↓↓↓
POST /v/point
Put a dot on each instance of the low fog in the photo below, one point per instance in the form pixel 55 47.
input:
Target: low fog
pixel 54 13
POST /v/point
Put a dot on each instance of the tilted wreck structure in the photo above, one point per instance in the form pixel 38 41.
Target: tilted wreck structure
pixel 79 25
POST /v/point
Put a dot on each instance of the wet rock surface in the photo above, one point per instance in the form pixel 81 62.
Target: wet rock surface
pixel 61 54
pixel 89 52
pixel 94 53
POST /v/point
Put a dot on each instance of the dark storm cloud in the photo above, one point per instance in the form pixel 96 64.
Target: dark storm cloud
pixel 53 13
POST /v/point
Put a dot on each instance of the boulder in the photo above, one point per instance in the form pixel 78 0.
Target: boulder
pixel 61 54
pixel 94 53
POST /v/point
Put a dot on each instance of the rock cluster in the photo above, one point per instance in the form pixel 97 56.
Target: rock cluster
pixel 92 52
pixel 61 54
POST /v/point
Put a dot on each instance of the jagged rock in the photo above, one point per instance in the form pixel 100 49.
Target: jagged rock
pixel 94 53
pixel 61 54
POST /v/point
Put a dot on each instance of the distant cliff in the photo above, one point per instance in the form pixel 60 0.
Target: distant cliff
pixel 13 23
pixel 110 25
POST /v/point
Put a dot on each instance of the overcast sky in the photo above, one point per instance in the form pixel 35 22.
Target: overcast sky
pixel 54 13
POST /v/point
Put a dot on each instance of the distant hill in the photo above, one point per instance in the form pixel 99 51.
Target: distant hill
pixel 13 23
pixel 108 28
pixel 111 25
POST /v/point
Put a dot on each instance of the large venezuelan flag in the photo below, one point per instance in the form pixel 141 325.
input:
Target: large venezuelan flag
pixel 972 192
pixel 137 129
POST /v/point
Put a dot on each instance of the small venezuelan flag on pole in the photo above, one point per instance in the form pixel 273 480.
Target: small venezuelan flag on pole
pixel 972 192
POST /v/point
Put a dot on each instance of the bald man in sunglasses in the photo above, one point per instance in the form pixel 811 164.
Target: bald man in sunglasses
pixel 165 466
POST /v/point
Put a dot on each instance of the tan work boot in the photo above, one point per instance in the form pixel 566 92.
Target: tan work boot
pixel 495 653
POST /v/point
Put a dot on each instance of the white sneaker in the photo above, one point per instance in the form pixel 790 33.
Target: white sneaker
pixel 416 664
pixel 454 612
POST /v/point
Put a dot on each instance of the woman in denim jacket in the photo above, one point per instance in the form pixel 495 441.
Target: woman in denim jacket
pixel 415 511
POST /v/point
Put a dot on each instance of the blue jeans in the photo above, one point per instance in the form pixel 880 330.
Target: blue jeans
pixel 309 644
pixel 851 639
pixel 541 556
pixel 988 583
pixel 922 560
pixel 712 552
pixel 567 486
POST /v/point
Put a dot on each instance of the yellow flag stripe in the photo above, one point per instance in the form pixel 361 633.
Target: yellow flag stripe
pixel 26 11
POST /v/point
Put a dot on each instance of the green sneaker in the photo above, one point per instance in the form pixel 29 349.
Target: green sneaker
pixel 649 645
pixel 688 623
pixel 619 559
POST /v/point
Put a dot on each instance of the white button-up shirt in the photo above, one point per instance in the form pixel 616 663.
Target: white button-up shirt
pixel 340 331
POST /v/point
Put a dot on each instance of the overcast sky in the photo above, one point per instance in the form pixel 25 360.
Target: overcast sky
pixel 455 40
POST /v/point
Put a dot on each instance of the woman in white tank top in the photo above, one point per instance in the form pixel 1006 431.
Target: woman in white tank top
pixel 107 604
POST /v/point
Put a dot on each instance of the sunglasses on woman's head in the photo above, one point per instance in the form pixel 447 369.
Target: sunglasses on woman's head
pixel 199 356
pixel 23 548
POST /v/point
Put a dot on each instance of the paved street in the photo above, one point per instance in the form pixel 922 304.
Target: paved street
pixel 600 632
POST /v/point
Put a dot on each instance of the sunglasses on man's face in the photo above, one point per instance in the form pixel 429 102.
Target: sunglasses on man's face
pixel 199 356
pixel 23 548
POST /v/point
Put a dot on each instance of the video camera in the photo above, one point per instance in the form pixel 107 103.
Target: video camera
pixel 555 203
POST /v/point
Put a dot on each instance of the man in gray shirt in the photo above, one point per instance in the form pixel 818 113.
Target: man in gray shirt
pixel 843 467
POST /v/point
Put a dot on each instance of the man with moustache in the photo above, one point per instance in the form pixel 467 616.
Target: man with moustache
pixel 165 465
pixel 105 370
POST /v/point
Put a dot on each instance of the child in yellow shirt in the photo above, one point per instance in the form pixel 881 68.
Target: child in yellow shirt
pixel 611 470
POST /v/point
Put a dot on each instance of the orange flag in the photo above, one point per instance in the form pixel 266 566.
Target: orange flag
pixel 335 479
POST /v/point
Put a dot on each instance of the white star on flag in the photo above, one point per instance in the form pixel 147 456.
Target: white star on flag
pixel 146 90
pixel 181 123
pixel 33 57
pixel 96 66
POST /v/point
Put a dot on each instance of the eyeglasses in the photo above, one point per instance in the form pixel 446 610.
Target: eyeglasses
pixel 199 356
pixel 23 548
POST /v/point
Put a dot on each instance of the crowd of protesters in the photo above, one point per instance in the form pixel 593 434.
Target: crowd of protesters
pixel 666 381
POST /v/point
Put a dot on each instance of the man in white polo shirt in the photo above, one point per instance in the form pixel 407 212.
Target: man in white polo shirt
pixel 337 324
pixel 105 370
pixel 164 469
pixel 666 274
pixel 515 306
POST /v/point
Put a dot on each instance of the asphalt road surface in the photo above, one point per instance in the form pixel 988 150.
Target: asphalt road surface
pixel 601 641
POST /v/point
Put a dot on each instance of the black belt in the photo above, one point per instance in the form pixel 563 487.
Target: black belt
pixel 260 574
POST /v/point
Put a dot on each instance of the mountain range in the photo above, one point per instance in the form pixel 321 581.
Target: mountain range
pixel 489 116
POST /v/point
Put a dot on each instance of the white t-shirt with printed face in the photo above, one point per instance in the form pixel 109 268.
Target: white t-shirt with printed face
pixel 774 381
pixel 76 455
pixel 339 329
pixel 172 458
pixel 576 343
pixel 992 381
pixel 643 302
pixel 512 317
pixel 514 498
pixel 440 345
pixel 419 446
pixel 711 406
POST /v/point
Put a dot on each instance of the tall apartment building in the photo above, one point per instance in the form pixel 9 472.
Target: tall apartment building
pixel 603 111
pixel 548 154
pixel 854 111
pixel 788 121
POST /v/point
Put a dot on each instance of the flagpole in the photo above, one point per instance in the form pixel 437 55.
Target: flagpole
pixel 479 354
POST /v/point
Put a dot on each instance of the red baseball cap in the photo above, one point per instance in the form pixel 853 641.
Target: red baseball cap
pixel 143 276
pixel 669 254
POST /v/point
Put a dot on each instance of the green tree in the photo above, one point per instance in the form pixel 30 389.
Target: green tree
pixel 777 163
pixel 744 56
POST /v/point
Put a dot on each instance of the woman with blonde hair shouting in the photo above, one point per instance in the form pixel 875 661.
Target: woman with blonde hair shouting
↑↑↑
Instructions to follow =>
Return, in full, every line of these entries that holds "blonde".

Response =>
Put a dot on each instance of the woman with blonde hair shouting in the photo above, one point per instance in the form pixel 875 661.
Target: woman with blonde hair shouting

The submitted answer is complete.